* BEGIN RECORDS SHOWN *
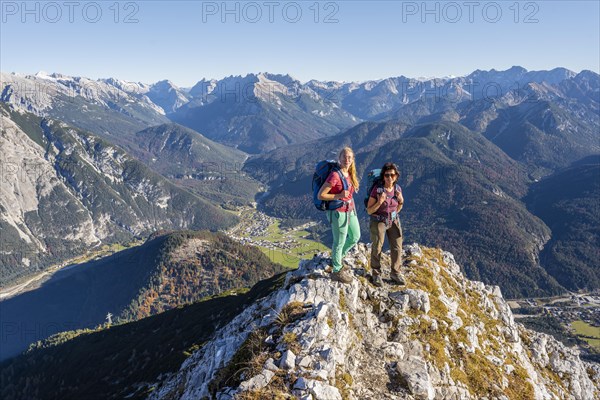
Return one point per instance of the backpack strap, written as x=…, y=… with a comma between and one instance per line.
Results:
x=345, y=185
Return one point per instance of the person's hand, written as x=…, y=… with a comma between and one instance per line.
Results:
x=343, y=194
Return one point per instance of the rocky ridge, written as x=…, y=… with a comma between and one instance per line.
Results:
x=439, y=337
* END RECORDS SHOWN *
Put the lines of the listing, from the line containing "Return one point per instance of the rocky" through the last line of the listing, into a JSON list of strings with one string per line and any blank lines left out.

-- TASK RESULT --
[
  "Return one point per instance of the rocky ridge, written as x=…, y=… with a comma between and one instance per line.",
  "Results:",
  "x=439, y=337"
]